_SUPPLIED INFORMATION_
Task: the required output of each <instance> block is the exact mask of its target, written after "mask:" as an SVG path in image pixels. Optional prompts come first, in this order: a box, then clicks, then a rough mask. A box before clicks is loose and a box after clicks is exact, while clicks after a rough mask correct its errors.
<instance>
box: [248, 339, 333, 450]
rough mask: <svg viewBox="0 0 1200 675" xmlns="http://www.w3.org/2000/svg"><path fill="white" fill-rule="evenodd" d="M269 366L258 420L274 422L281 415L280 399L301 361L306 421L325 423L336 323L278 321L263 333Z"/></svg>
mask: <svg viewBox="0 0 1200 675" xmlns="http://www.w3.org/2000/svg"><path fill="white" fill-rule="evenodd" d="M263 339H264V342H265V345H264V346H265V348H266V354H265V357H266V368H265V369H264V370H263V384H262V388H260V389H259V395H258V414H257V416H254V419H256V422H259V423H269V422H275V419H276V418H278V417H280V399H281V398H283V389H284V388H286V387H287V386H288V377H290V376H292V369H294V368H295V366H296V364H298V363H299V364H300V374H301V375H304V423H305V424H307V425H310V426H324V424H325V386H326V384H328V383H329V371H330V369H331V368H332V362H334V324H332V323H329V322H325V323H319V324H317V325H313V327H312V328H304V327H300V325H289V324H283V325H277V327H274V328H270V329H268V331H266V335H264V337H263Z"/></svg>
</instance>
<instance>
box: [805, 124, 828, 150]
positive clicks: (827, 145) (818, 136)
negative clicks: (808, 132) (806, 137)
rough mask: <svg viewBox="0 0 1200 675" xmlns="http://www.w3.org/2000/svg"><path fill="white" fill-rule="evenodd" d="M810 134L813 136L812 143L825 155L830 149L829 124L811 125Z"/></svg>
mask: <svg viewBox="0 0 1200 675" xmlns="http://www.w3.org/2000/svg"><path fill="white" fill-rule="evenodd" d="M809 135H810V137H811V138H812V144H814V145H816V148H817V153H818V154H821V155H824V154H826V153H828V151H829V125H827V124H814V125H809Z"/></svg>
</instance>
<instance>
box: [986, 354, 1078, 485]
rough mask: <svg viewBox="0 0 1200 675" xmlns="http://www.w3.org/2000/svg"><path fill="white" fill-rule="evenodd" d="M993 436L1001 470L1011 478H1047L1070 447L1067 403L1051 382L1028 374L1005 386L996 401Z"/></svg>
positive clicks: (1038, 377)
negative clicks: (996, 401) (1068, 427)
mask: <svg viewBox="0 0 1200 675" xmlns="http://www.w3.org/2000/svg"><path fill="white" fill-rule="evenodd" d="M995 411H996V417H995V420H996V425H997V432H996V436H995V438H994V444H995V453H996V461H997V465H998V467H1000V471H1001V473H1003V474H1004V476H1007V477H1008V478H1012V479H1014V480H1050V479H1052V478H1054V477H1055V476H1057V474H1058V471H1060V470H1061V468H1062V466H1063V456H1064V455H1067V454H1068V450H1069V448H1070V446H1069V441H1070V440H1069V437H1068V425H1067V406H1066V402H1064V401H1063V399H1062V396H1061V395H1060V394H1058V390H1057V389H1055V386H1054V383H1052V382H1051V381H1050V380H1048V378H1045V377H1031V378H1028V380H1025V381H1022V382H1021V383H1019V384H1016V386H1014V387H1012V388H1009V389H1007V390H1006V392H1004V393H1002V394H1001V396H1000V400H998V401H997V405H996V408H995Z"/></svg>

_PROMPT_
Whichever lines of the records above hold the word "positive" should all be copied out.

_RESPONSE AREA_
positive clicks: (827, 145) (818, 136)
positive clicks: (1038, 377)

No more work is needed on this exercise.